**REQUIREMENTS**
Reproduce the post about the two job offers from "Flash forward to" up to and including "couldn't refuse. Almost.", switching each "law firm" to "company".

**SOURCE DOCUMENT**
———

So there I was the other day, spinning in the living room with J, our joined hands the still-point of our turning world whizzing behind us in slow motion. After the spinning and the dancing and jovial pouncing was over, we made plans to celebrate my job news at a fancy restaurant, "Va De Vi", nearby (I needed a good reason to drop an unmentionable sum on duck confit, and now I had one). He resumed studying for the Bar (like he does every day) as I left to hang out (like I do every day) at The Nana's, drinking iced tea and refinishing furniture and having lunch with other sweet, old ladies (which I am definitely getting used to. My brother mentioned I'm "becoming a Golden Girl." My response: "You say that like it's a bad thing." Age is really just a number, after all.)
After a good day of lunching and antiquing and discussing how movie stars today just aren't what they used to be (hello, Paul Newman and Cary Grant), I got back to our apartment in time to shower and head to
Va De Vi with J. But he had questionably good news.
I guess I should preface this part by letting you in on the fact that J was flown down to Newport Beach last week for an interview at a law firm. The firm does exactly what he wants to do (corporate litigation), all the partners and associates he met clicked with him right away, and the office -- well, from what I heard the office was magnificent (think one of the top floors in the building, all glass windows, with a full view of Newport Harbor and the Pacific Ocean). They wined and dined him (at this point all I thought of was
The Firm, minus the corruption and partially cheesy action scenes), and sent him back up to the Bay Area wanting the job.
Flash forward to yesterday. Literally HOURS after I got my job offer that I'd only JUST interviewed for two business days prior, the law firm called J with good news: They wanted to hire him. The salary they offered was (how do I put this) obscene, and the bonuses and profit-sharing were clutch. All in all it was an offer he couldn't refuse. Almost.

———

**DATASET CONTENT**
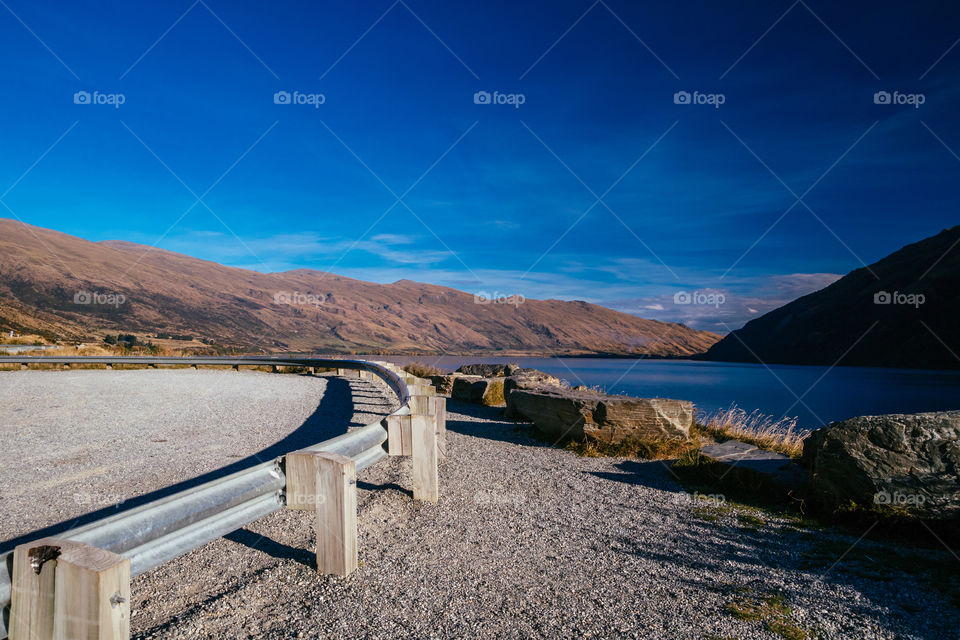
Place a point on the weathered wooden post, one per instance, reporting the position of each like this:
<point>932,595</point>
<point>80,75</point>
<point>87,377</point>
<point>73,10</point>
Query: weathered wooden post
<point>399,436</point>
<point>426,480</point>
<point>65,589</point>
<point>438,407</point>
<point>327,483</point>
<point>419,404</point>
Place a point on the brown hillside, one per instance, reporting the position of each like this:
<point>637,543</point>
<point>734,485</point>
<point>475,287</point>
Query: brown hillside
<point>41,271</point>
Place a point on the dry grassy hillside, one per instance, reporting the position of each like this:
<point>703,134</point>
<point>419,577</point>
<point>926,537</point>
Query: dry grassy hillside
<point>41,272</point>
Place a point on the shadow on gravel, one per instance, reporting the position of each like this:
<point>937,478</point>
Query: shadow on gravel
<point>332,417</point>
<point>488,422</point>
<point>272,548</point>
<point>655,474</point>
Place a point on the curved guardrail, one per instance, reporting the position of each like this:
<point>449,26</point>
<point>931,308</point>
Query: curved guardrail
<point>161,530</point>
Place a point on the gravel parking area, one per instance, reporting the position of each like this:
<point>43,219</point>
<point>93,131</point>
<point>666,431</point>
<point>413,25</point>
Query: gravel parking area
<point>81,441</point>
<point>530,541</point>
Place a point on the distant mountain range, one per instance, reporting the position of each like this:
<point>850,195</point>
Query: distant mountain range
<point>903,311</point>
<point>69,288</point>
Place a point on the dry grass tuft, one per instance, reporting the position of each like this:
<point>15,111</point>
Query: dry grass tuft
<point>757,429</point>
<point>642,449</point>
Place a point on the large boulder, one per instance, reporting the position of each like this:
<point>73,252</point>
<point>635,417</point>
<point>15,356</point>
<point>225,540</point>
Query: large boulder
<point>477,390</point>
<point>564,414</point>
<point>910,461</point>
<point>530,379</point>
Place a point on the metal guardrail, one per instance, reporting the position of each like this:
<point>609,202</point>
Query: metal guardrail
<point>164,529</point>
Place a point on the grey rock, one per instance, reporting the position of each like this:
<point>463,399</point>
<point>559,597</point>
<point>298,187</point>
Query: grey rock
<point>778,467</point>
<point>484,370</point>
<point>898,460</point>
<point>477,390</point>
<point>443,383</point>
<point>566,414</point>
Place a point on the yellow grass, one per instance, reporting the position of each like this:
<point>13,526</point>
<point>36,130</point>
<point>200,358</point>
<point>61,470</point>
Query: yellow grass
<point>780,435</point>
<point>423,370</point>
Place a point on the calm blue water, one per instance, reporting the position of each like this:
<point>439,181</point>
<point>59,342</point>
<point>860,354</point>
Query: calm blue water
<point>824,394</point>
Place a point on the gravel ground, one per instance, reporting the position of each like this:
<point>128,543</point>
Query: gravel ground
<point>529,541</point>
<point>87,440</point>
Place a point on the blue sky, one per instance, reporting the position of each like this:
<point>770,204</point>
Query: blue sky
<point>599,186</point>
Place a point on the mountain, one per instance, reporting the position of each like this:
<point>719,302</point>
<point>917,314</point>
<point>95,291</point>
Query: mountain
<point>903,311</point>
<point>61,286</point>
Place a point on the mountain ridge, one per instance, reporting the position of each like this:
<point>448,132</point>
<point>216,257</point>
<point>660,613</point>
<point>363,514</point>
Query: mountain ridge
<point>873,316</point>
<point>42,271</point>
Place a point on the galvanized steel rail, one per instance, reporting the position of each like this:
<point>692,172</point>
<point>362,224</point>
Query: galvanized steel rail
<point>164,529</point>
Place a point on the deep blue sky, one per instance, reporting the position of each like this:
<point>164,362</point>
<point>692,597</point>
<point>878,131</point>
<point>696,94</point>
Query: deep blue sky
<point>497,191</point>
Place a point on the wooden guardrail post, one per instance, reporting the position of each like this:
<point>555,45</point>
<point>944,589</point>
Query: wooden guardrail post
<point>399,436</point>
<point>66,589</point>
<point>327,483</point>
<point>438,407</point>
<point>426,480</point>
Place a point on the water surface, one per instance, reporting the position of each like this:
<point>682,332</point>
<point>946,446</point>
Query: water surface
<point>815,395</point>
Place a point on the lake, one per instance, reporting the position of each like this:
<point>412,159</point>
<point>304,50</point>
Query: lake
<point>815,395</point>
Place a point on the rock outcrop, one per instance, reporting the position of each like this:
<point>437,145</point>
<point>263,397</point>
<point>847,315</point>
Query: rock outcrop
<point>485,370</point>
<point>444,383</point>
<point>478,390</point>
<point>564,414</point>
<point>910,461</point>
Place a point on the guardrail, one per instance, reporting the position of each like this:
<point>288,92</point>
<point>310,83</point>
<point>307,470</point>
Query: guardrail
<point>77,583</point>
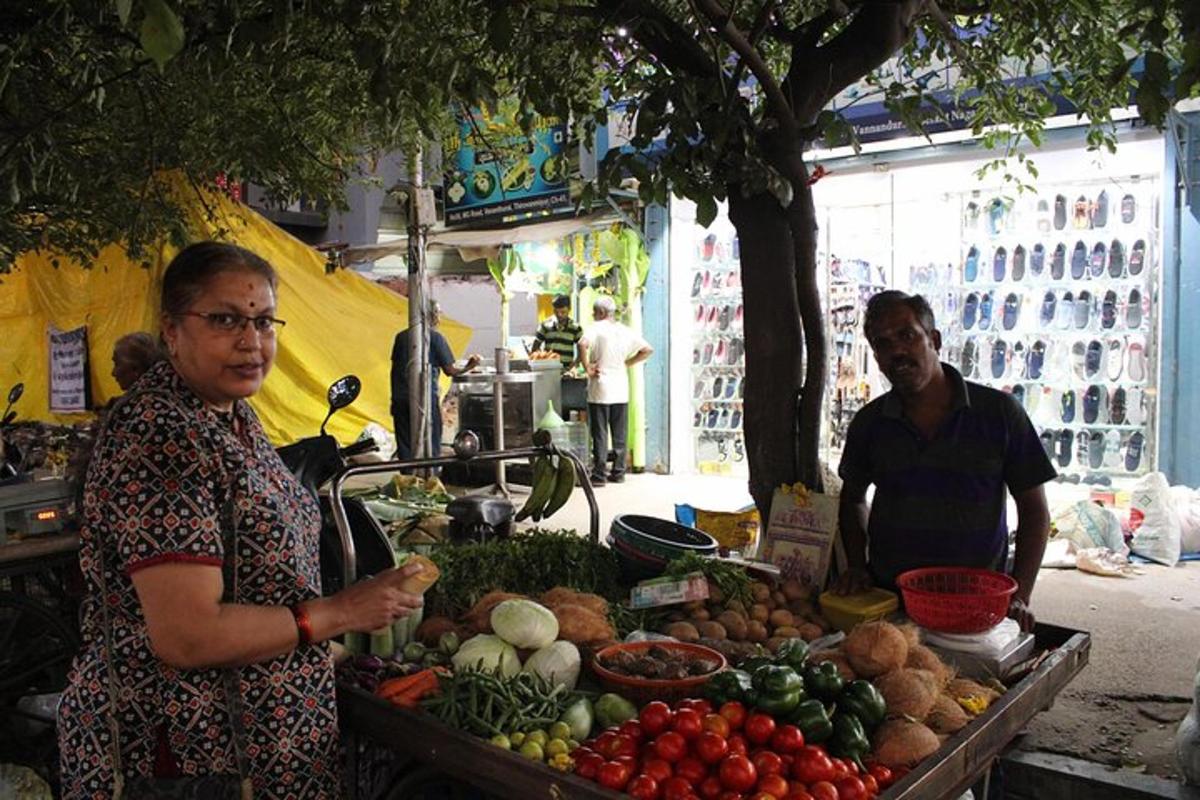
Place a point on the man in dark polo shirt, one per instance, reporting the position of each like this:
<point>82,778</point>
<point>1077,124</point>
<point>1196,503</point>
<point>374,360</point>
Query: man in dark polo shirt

———

**REPLY**
Flash forward to yesterday. Literally HOURS after I got my job offer that I'd only JUST interviewed for two business days prior, the company called J with good news: They wanted to hire him. The salary they offered was (how do I put this) obscene, and the bonuses and profit-sharing were clutch. All in all it was an offer he couldn't refuse. Almost.